Text extract:
= = =

Dr Yves J Hilpisch | The AI Machine

http://aimachine.io | http://twitter.com/dyjh

## Efficient Markets

In [None]:
import numpy as np
import pandas as pd
from pylab import plt, mpl
plt.style.use('seaborn')
mpl.rcParams['savefig.dpi'] = 300
mpl.rcParams['font.family'] = 'serif'
pd.set_option('precision', 4)
np.set_printoptions(suppress=True, precision=4)

In [None]:
import warnings
warnings.simplefilter('ignore')

In [None]:
url = 'http://hilpisch.com/aiif_eikon_eod_data.csv'

In [None]:
data = pd.read_csv(url, index_col=0, parse_dates=True).dropna()

In [None]:
(data / data.iloc[0]).plot(figsize=(10, 6), cmap='coolwarm');

In [None]:
lags = 7

In [None]:
def add_lags(data, ric, lags):
    cols = []
    df = pd.DataFrame(data[ric])
    for lag in range(1, lags + 1):
        col = 'lag_{}'.format(lag)
        df[col] = df[ric].shift(lag)
        cols.append(col)
    df.dropna(inplace=True)
    return df, cols

In [None]:
dfs = {}
for sym in data.columns:
    df, cols = add_lags(data, sym, lags)
    dfs[sym] = df

In [None]:
dfs[sym].head(7)

In [None]:
regs = {}
for sym in data.columns:
    df = dfs[sym]
    reg = np.linalg.lstsq(df[cols], df[sym], rcond=-1)[0]
    regs[sym] = reg

In [None]:
rega = np.stack(tuple(regs.values()))

In [None]:
regd = pd.DataFrame(rega, columns=cols, index=data.columns)

In [None]:
regd

In [None]:
regd.mean().plot(kind='bar', figsize=(10, 6));

In [None]:
dfs[sym].corr()

In [None]:
from statsmodels.tsa.stattools import adfuller

In [None]:
adfuller(data[sym].dropna())

## Market Prediction Based on Returns Data

In [None]:
rets = np.log(data / data.shift(1))

= = =

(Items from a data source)
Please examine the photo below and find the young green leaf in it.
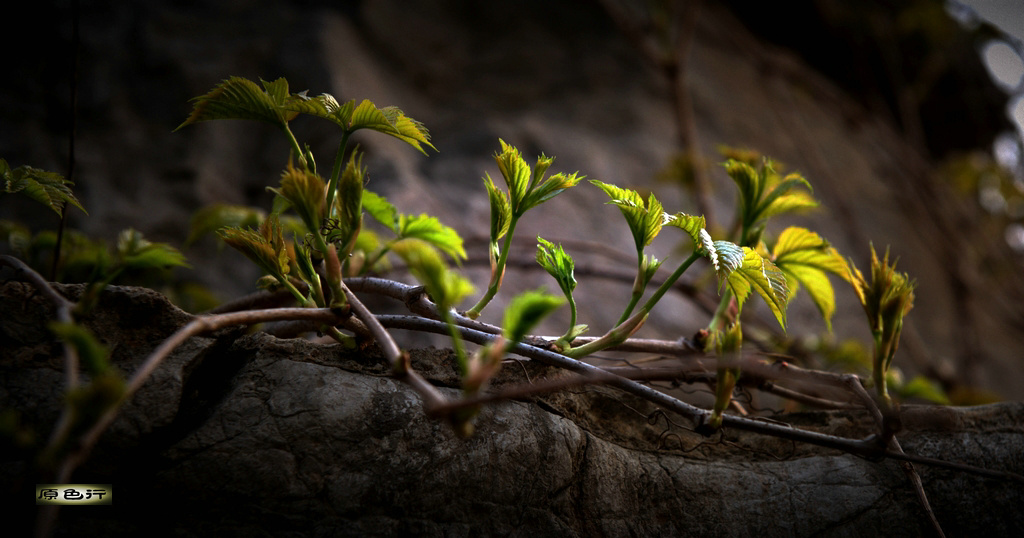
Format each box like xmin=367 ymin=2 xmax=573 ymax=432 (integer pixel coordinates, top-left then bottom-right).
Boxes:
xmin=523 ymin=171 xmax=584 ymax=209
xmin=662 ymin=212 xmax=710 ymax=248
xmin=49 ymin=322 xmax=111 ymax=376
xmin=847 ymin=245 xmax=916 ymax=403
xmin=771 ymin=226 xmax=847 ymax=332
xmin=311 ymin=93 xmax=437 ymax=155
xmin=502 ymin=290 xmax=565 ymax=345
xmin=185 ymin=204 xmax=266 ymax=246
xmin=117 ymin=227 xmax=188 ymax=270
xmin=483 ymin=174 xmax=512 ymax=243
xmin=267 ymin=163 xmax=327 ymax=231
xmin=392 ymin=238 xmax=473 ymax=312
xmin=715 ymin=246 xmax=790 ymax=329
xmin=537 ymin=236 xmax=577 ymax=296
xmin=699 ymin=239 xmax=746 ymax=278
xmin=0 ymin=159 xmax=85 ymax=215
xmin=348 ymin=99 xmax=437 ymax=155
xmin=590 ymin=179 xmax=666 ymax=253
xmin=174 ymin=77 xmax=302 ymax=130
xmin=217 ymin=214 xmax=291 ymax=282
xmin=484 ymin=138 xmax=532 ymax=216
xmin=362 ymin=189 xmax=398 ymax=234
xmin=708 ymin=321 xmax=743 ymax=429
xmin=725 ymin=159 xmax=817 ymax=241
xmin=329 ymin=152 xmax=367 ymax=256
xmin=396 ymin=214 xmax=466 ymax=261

= = =

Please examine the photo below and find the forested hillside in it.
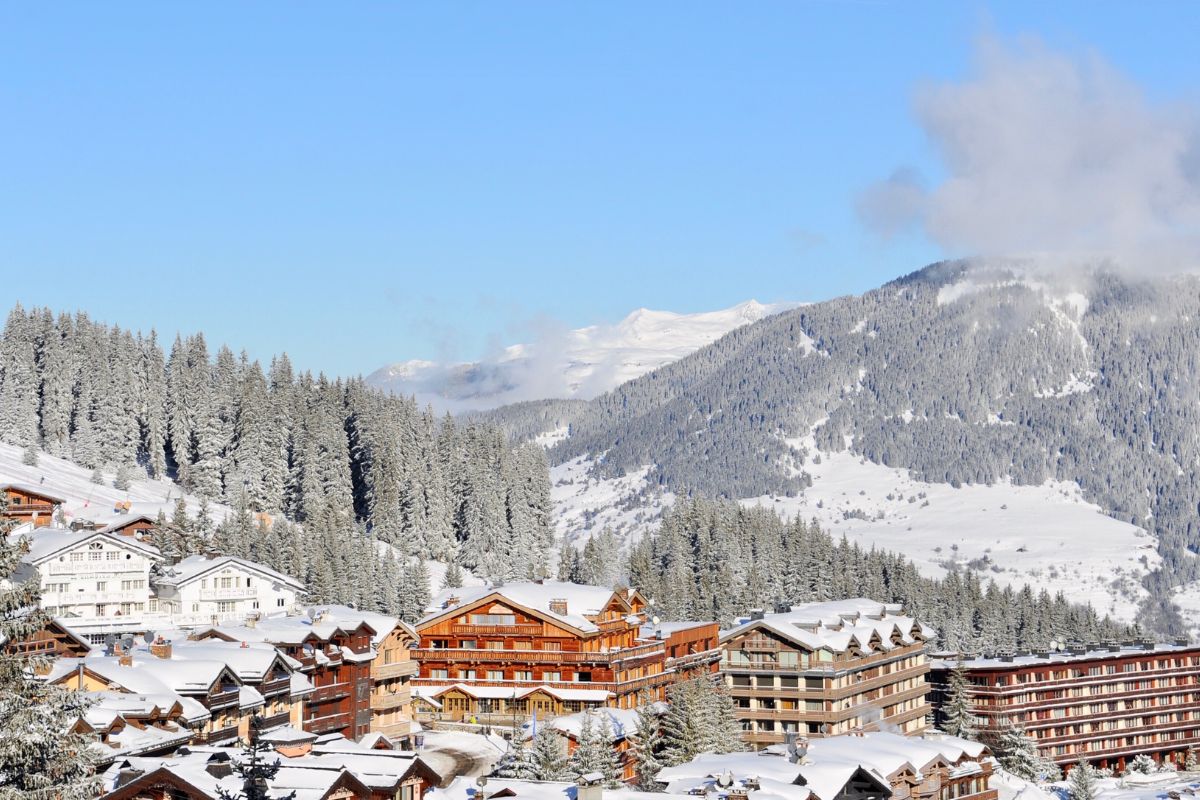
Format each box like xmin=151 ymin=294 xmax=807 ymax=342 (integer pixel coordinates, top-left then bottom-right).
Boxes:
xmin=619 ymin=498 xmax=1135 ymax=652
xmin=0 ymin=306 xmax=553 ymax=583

= = =

Work to do:
**a.** In the notebook excerpt, what value is assigned to lags?
**b.** Reproduce the notebook excerpt between "Dr Yves J Hilpisch" and "plt.style.use('seaborn')", inclusive.
**c.** Summarize the notebook excerpt in three sentences.
These records have no connection to the notebook excerpt.

In response:
**a.** 7

**b.**
Dr Yves J Hilpisch | The AI Machine

http://aimachine.io | http://twitter.com/dyjh

## Efficient Markets

In [None]:
import numpy as np
import pandas as pd
from pylab import plt, mpl
plt.style.use('seaborn')

**c.** Under the heading "Efficient Markets," the notebook excerpt reads end-of-day data from a CSV file at a URL, plots the prices normalized to their first row, and adds seven lagged columns for each symbol. It fits a least-squares regression of each symbol on its lags, collects the coefficients in a DataFrame, plots their mean as a bar chart, shows correlations, and runs the adfuller test. A section titled "Market Prediction Based on Returns Data" then begins by computing log returns.